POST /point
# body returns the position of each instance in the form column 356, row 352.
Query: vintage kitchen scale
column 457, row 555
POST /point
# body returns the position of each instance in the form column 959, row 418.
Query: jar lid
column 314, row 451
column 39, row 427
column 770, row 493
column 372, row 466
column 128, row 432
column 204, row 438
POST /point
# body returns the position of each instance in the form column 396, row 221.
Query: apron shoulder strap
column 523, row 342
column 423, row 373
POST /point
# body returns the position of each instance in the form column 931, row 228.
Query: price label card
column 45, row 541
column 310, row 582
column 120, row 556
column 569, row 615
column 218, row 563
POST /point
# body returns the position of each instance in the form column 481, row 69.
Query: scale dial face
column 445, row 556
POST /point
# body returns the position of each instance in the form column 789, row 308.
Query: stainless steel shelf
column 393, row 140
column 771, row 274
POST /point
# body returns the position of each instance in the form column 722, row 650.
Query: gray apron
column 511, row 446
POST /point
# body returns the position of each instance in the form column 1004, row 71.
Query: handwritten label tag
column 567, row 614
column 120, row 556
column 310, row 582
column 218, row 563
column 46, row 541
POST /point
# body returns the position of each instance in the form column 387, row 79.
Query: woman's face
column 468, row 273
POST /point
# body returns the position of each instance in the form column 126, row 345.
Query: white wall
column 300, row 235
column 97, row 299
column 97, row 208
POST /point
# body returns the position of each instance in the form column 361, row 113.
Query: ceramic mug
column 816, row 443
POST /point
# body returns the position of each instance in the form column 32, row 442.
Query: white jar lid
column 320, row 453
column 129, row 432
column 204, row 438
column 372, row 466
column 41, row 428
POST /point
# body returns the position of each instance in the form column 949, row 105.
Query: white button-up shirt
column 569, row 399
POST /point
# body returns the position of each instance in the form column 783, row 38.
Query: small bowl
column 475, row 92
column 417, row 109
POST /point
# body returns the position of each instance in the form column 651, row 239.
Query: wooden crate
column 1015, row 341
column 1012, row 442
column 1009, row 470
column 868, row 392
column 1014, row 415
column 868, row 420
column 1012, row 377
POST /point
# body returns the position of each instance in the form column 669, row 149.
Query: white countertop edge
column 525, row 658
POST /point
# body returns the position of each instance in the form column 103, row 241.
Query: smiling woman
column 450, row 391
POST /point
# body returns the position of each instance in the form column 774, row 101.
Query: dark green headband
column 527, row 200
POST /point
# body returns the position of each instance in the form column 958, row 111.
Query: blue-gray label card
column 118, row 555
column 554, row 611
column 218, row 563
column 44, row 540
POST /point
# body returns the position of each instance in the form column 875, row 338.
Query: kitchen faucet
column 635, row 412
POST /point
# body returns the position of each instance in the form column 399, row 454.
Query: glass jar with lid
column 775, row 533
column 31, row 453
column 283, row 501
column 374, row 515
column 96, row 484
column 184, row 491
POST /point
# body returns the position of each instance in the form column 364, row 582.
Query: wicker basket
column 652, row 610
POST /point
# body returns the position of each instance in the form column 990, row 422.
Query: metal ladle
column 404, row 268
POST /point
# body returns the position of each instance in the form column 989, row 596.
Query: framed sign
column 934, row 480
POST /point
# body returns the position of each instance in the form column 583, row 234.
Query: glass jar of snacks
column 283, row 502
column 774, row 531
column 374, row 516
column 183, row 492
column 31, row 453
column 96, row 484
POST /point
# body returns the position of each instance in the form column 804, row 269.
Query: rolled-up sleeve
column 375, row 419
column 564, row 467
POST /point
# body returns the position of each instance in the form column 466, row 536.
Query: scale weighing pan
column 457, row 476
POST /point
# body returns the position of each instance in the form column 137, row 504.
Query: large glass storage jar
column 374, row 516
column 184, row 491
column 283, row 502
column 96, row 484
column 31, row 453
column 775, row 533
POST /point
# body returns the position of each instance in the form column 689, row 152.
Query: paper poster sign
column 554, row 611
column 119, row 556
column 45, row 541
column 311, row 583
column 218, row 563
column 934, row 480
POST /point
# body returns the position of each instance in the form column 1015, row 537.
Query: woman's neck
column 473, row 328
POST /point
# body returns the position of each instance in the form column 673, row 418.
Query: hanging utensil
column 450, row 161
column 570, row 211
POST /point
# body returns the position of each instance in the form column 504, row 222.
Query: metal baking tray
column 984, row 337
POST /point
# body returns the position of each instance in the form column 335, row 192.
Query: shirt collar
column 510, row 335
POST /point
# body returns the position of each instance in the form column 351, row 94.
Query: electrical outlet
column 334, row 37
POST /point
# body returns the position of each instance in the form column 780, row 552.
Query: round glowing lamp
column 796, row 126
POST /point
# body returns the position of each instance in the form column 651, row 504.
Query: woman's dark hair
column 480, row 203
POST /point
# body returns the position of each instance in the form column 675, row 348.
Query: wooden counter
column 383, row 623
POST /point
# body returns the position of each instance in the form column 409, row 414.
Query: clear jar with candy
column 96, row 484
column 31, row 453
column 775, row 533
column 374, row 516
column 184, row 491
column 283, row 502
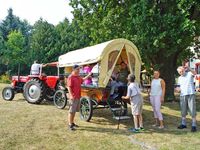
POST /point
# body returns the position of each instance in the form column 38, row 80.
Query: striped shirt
column 186, row 84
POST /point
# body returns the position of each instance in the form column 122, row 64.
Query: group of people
column 157, row 94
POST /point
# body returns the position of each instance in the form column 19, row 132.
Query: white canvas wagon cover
column 100, row 53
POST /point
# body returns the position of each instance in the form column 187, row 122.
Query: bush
column 5, row 78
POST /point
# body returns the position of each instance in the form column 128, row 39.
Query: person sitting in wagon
column 87, row 69
column 123, row 74
column 36, row 68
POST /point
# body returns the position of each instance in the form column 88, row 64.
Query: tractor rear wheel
column 60, row 99
column 86, row 108
column 8, row 94
column 34, row 91
column 49, row 94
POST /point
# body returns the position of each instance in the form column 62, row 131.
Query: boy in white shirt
column 136, row 100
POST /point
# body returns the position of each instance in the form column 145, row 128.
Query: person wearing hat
column 136, row 101
column 36, row 68
column 74, row 82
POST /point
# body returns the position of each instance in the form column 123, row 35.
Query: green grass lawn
column 25, row 126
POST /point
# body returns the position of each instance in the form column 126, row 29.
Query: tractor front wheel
column 60, row 99
column 34, row 91
column 86, row 108
column 8, row 93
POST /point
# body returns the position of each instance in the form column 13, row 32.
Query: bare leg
column 135, row 119
column 71, row 118
column 161, row 123
column 140, row 120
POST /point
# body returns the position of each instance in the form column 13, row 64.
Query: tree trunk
column 168, row 70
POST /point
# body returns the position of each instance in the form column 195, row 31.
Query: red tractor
column 197, row 77
column 35, row 88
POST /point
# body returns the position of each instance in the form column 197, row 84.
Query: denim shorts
column 74, row 105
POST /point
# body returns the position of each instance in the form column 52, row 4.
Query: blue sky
column 53, row 11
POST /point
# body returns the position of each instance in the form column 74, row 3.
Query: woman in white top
column 157, row 94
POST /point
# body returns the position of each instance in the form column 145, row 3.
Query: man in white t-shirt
column 36, row 68
column 187, row 95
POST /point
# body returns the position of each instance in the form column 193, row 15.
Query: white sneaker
column 155, row 125
column 161, row 127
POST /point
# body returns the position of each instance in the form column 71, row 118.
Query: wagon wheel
column 8, row 94
column 86, row 108
column 124, row 108
column 60, row 99
column 49, row 94
column 123, row 105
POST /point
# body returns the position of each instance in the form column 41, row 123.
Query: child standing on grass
column 157, row 94
column 136, row 100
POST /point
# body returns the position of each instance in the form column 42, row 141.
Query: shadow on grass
column 104, row 117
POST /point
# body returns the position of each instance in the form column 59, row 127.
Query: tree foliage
column 162, row 29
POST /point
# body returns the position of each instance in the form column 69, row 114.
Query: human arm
column 86, row 77
column 69, row 85
column 192, row 71
column 70, row 92
column 126, row 97
column 163, row 86
column 44, row 65
column 186, row 66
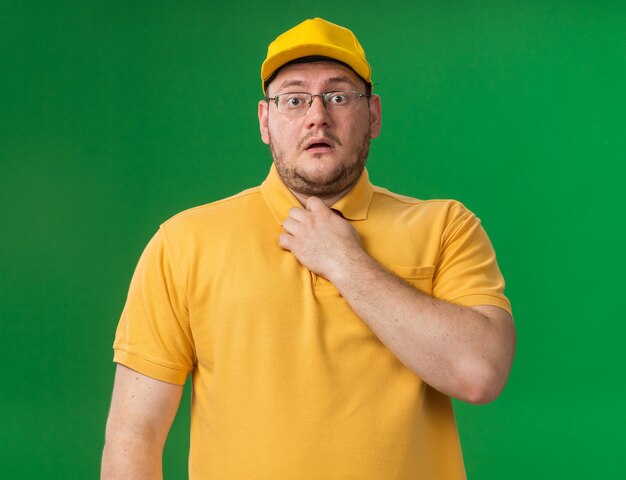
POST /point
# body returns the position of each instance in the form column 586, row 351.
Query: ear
column 376, row 115
column 263, row 109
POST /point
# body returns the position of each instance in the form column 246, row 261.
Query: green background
column 116, row 115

Exercise aim: Beginning of the records through the line with "361, row 113.": return that span exactly and stop there.

Result for this task:
POST /point
# body returns the position of each instance in the form column 356, row 352.
Query: vintage kitchen scale
column 457, row 555
POST /point
# body returns the position of each instance in the form column 959, row 418.
Query: jar lid
column 314, row 451
column 39, row 427
column 770, row 493
column 372, row 466
column 128, row 432
column 204, row 438
POST /point
# body returns the position of each instance in the form column 396, row 221.
Query: apron shoulder strap
column 523, row 342
column 423, row 373
POST /point
# body returns the position of each instance in the form column 931, row 228.
Query: price label card
column 45, row 541
column 310, row 582
column 120, row 556
column 569, row 615
column 218, row 563
POST /point
# body returns the position of each instance in the form column 481, row 69.
Query: scale dial face
column 445, row 556
POST /point
# body returns the position of each instance in the form column 789, row 308.
Query: stainless steel shelf
column 393, row 140
column 771, row 274
POST /point
# body returns the position of each instance in the form column 722, row 650.
Query: gray apron
column 511, row 446
POST /point
# body returns the position of each instance in the form column 1004, row 71.
Query: handwritten label tag
column 567, row 614
column 120, row 556
column 310, row 582
column 218, row 563
column 46, row 541
POST /point
# body returns the position of each instance in the form column 387, row 79.
Query: woman's face
column 468, row 273
POST /point
# body returns the position of each instance in the form column 126, row 345.
Query: white wall
column 300, row 235
column 97, row 299
column 97, row 208
POST /point
# body returns the position of each instance in the form column 361, row 113.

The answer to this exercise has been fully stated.